◆ **WHAT THIS TASK INVOLVES**
Begin with the line that contains "to the concrete" and transcribe each line after it, up to and including the last line of the listing below.

◆ **GIVEN DATA**
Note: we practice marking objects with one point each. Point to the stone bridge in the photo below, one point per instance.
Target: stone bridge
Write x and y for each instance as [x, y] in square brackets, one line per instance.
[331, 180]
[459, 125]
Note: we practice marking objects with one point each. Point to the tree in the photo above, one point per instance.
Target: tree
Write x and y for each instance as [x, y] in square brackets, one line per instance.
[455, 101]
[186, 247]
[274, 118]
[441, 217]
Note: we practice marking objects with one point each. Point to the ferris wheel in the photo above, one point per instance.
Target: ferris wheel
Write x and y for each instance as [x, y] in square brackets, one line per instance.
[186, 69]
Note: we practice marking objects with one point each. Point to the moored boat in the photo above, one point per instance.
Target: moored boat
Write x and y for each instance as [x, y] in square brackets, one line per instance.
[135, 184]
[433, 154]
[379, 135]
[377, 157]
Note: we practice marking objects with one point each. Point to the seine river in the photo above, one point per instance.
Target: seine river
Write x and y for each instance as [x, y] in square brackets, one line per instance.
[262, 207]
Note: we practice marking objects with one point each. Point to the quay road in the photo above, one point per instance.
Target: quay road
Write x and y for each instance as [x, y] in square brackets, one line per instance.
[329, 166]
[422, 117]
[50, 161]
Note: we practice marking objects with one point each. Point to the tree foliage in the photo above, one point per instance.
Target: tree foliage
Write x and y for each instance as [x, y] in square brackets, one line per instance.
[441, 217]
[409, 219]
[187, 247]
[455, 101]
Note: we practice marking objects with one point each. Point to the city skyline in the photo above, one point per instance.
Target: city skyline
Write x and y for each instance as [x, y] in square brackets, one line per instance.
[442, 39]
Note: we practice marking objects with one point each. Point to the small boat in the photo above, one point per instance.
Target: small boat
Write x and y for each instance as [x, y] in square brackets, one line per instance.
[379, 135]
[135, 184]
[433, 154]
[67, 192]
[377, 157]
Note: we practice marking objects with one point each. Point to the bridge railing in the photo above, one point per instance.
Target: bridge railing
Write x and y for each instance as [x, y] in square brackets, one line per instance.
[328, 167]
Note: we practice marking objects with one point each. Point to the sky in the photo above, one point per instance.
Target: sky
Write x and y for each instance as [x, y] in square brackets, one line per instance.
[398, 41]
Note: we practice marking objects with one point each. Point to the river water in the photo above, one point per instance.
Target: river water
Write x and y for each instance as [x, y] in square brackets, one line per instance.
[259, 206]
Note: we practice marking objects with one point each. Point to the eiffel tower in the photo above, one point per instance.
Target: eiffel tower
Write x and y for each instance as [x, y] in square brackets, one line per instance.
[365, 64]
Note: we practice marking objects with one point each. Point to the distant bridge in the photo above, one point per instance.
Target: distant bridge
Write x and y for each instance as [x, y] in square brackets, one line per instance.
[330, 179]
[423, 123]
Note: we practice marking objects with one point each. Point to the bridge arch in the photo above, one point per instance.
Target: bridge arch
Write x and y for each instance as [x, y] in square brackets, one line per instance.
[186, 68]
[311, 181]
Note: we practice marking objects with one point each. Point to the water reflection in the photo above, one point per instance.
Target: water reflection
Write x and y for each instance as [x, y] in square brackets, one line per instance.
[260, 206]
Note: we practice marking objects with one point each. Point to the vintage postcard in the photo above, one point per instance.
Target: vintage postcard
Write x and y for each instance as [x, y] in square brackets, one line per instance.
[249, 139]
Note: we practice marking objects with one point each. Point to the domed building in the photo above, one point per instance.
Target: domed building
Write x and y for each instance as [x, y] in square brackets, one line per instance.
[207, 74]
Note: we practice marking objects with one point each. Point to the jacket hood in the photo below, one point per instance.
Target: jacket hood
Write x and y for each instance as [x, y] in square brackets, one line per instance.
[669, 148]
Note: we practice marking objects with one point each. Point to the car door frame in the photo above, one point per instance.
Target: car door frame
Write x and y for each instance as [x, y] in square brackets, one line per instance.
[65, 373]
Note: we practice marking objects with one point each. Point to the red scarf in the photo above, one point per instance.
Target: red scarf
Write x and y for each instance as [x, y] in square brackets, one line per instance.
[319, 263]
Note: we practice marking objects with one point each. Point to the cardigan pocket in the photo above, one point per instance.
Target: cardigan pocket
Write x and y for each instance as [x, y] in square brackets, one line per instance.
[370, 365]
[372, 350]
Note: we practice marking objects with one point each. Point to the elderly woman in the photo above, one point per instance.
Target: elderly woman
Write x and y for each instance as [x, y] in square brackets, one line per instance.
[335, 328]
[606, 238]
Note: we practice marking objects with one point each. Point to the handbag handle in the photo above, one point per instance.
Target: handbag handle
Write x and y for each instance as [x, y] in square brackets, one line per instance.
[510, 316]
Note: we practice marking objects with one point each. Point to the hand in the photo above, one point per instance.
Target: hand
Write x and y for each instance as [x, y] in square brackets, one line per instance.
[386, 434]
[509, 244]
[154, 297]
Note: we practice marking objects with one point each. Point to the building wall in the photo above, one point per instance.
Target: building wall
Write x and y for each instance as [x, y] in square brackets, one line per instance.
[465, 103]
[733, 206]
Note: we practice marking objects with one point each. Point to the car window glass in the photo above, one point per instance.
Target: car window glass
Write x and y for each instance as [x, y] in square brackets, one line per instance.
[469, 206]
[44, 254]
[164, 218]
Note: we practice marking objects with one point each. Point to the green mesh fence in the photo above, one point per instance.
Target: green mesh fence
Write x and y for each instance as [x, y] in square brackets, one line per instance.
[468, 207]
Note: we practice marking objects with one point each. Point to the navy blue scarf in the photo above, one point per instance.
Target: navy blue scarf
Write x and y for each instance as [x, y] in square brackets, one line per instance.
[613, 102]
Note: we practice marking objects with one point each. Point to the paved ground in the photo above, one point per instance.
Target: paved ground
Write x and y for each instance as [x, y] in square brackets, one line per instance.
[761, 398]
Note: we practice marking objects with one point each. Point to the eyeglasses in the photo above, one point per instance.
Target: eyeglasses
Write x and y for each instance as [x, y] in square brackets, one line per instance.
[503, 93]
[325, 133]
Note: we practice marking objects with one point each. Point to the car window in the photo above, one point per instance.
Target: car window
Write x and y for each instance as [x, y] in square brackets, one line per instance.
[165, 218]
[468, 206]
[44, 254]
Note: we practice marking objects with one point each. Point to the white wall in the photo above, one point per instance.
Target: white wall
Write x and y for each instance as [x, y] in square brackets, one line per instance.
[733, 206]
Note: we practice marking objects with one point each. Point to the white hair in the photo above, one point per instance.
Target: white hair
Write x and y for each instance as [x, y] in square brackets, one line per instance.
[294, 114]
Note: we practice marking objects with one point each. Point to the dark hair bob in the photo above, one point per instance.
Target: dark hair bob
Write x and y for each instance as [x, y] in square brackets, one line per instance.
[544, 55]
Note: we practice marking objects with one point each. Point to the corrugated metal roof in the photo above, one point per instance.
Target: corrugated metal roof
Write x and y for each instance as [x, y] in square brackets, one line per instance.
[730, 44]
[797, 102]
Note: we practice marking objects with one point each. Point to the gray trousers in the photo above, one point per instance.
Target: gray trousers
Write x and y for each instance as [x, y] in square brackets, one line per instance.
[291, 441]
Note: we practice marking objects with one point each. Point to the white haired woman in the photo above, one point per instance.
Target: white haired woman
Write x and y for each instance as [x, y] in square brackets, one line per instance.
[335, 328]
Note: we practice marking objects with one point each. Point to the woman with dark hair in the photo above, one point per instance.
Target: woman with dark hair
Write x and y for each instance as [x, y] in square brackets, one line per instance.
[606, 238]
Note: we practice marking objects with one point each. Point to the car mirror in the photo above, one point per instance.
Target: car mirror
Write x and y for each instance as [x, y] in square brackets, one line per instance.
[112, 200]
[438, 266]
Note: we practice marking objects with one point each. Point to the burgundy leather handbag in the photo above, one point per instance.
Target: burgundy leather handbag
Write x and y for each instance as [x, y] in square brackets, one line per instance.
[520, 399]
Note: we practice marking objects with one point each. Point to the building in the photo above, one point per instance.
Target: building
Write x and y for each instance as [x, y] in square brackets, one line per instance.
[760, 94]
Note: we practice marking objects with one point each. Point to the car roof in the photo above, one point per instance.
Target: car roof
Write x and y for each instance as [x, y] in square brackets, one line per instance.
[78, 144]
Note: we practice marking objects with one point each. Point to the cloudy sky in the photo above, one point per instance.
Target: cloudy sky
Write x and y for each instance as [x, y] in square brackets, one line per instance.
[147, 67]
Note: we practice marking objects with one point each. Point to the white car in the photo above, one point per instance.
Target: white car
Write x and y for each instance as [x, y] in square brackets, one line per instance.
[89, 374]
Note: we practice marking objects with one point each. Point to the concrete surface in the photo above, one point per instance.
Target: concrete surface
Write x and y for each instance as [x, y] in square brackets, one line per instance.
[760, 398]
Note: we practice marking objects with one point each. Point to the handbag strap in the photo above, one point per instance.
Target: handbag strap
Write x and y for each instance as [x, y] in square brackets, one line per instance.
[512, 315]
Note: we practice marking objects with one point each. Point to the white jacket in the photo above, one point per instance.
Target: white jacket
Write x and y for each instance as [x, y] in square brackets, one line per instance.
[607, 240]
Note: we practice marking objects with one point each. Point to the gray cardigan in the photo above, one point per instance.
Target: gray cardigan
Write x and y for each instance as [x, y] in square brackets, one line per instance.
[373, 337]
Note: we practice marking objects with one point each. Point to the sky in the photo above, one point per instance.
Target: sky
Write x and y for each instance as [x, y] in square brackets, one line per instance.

◆ **COMPLETED TASK**
Note: we practice marking objects with one point each. Point to the concrete surface in the photo above, one point per instance.
Target: concrete surface
Write x and y for each instance as [x, y] in square brackets, one line per instance.
[760, 398]
Note: we practice marking objects with one point each. Point to the handbag strap in the photo above, one point per instance.
Target: handbag strap
Write x and y for each instance as [x, y] in square brackets, one line per instance.
[512, 315]
Note: we practice marking objects with one point each. Point to the white jacket in the photo above, one point per instance.
Target: white jacket
Write x and y for each instance as [x, y] in square brackets, one line per instance.
[607, 240]
Note: we practice marking objects with one point each. Point to the gray cardigan in the photo above, one point per instance.
Target: gray cardigan
Write x and y for each instance as [x, y] in square brackets, one line per instance.
[373, 337]
Note: we practice marking objects with one point each. Point to the sky in the photo above, one point per instance.
Target: sky
Write x and y for each instance as [x, y] in square brackets, one line per instance.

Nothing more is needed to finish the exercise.